* _EXERCISE_
In the Edited Transcription module description below, which seg attribute lets the annotator indicate the target or standard form of a non-standard usage?

Edited Transcription Coding Module

name: Edited Transcription (ET)

coding purpose: to code disfluency phenomena in speech

coding level: Morphosyntax

data sources: spoken corpora

module references: orthographic transcription module

description: four elements are used to annotate disfluency phenomena. seg elements are all-purpose elements intended to mark dysfluent portions of dialogue and their possible repairs (when present in context). Attribute type identifies the specific type of disfluency which is found in the annotated segment, namely whether it is an interruption, a non-standard use, an omission, or a completion of a previous utterance. Attribute rep allows the annotator to indicate the target or standard form of a non-standard usage. Attribute ins allows to insert missing elements. seg elements convey basic, obligatory information. Further refinements of this obligatory information are possible through use of recommended and optional elements, which refer to seg elements through inline href links, namely dys, reparandum, signal and repair. dys elements serve the purpose of specifying the type of relationship between two seg elements, when these are used to mark dysfluencies which are contiguous in nature. An attribute type can be used to further define the type of disfluency. The elements reparandum, signal and repair are to be seen as a means for a more detailed analysis of the components of a dysfluency. By referring to and qualifying seg elements, they serve the purpose of specifying which previously identified seg element is repaired, which element is signalling that a repairing sequence is about to be uttered, and which element corresponds to the repair in the strict sense.

example:

 
given this input…:
<w id="w_001"> I </w>
<w id="w_002"> wanted </w>
<w id="w_003"> uh </w>
<w id="w_004"> I </w>
<w id="w_005"> thought </w>
<w id="w_006"> I </w>
<w id="w_007"> wanted </w>
<w id="w_008"> to </w>
<w id="w_009"> invite </w>
<w id="w_010"> Margie </w>
…the following annotation is built:

<seg id="seg_001" type="broken" href="orth.xml#id(w_001)..id(w_002)"/>

<seg id="seg_002" href="orth.xml#id(w_004)..id(w_010)"/>
<dys id="dys_001" type="retrins" href="edit.xml#id(seg_001)..(seg_002)">
<reparandum id="repm_001" href="edit.xml#id(seg_001)"/>
<repair id="rep_001" href="edit.xml#id(seg_002)"/>
</dys>

 

markup declaration:

ELEMENT edit_file (seg+, dys+)

ELEMENT seg
ATTRIBUTES:
type (broken | sic | gap | scomp | ocomp)
rep TEXT
ins TEXT
ID
HREF
 

Recommended extensions to the core scheme:

ELEMENT dys (repair?, reparandum?, signal?)
ATTRIBUTES:
type TEXT
ID
HREF
 

Optional extensions:

ELEMENT reparandum
ATTRIBUTES:
ID
HREF

ELEMENT signal
ATTRIBUTES:
ID
HREF

ELEMENT repair
ATTRIBUTES:
ID
HREF

coding procedure: Encode by coder 1. Check by coder 2.

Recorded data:
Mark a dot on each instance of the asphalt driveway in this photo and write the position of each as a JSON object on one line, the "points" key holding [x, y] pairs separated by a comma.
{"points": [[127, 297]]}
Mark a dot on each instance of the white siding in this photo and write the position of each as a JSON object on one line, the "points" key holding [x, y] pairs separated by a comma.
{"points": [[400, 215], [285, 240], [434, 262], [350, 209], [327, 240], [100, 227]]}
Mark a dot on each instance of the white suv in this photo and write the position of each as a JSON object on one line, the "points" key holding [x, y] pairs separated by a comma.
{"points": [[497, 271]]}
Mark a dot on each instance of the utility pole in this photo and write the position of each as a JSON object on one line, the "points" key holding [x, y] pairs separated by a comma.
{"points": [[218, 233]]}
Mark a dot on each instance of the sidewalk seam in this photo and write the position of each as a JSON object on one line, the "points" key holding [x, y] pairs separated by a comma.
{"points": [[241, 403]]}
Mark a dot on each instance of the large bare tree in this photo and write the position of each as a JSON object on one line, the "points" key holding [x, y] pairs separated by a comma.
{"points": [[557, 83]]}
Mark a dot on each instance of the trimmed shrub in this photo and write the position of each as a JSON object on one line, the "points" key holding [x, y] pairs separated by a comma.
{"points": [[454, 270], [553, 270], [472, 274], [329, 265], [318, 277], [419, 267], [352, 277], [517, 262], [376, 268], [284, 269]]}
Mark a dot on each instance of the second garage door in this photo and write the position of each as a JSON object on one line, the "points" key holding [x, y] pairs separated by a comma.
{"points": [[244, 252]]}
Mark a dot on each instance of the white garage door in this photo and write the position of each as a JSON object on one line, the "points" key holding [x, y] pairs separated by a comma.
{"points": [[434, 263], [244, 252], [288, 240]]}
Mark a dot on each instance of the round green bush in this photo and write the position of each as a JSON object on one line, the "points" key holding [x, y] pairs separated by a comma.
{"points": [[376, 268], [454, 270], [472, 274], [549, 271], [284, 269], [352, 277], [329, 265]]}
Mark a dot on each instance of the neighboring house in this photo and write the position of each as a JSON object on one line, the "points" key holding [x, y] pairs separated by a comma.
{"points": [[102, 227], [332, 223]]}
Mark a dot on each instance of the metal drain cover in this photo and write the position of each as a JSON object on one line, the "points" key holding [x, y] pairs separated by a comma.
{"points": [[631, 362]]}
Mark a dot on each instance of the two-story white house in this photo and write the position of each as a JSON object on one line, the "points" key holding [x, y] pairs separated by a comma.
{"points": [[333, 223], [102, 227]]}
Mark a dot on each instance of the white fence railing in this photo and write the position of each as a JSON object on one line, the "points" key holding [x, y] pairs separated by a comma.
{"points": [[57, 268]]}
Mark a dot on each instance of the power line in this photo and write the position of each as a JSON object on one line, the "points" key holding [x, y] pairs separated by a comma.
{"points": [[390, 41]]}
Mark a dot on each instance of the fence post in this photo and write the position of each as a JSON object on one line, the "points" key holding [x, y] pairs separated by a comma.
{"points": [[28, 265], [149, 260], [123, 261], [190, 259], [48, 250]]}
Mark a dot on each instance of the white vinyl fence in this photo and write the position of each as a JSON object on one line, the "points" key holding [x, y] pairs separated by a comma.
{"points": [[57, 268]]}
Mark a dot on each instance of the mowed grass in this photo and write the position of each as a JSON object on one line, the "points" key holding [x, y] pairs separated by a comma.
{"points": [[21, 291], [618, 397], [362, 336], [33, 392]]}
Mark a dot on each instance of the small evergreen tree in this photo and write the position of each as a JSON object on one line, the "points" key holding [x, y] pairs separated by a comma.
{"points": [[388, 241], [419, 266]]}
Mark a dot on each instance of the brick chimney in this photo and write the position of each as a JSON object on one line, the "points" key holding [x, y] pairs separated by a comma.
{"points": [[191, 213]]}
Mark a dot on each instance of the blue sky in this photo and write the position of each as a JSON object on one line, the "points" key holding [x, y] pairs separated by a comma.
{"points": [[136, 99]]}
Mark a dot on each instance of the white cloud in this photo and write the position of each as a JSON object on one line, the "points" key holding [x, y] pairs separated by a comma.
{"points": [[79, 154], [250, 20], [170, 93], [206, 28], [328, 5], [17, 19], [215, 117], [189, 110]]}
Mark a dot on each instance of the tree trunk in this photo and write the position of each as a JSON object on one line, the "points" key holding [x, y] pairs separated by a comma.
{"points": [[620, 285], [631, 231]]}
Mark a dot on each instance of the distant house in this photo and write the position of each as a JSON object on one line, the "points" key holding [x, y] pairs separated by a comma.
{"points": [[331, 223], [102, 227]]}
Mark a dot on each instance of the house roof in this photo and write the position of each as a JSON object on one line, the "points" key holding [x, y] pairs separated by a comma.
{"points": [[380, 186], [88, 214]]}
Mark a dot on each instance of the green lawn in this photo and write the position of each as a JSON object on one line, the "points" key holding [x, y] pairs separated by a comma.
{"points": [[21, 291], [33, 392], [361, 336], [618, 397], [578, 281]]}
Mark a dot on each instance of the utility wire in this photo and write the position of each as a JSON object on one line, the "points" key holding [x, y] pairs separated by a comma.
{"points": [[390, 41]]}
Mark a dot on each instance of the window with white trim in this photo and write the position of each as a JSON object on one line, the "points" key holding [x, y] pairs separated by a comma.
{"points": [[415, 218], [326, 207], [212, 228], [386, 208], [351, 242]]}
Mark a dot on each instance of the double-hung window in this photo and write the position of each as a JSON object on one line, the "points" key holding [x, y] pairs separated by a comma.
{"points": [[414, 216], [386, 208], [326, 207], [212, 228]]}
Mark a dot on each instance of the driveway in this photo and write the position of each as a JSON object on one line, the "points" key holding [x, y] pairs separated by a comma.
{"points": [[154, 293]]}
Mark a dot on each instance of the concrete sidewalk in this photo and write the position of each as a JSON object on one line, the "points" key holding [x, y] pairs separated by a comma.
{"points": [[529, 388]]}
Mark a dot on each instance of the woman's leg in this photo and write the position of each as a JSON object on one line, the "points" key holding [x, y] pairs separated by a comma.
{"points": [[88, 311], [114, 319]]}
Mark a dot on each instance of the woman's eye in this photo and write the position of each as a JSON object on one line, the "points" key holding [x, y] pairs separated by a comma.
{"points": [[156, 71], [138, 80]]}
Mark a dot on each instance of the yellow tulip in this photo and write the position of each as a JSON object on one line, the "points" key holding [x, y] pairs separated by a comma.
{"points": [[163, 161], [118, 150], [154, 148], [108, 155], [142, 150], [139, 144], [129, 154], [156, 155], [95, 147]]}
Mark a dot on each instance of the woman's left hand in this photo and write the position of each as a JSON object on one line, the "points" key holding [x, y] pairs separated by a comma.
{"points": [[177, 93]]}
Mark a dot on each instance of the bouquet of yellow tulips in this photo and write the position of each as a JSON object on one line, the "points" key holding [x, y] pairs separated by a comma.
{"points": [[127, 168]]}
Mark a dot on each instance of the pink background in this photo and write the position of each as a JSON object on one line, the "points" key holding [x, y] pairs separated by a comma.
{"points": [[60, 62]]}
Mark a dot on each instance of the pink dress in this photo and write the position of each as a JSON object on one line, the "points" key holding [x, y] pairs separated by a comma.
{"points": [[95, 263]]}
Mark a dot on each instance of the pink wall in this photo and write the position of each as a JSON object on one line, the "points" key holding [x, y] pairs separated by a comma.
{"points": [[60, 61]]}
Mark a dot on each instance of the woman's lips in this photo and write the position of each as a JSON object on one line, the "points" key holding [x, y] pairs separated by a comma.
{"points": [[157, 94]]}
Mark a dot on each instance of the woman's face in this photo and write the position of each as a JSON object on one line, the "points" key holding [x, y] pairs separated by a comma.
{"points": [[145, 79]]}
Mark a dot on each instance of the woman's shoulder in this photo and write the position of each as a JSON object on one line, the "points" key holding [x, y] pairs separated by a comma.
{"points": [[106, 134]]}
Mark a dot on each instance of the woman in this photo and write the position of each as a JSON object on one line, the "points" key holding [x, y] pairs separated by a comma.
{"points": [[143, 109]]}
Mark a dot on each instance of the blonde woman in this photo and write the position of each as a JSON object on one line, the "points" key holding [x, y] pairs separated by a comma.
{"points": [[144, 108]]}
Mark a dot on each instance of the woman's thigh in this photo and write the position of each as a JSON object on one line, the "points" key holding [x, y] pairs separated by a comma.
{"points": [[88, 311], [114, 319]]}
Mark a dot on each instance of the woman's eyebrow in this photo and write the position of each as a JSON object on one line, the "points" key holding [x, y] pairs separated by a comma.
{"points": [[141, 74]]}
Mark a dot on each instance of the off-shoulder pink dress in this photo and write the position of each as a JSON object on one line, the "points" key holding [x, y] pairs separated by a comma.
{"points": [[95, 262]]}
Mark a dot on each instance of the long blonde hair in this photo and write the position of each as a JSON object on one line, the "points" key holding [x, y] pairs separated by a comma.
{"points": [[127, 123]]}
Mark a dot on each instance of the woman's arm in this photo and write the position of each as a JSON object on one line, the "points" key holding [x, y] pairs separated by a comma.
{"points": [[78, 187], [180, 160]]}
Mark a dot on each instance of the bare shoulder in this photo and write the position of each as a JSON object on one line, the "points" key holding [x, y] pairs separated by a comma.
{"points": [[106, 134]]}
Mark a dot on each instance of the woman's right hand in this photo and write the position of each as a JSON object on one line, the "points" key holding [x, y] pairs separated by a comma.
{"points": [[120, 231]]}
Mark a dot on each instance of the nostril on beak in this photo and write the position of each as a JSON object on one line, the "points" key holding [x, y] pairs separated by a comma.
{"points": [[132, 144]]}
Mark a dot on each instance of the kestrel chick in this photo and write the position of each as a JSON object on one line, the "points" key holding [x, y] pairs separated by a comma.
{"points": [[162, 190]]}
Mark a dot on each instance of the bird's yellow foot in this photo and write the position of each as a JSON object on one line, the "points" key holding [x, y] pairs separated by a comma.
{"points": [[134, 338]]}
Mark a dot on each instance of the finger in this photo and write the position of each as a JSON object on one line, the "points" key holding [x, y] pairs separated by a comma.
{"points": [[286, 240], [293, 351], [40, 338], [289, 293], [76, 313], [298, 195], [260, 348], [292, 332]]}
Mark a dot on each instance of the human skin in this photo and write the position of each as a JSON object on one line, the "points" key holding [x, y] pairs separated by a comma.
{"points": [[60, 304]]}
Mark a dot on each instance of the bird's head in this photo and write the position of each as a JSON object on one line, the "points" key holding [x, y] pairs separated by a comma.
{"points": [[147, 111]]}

* _TASK OUTPUT_
The rep attribute.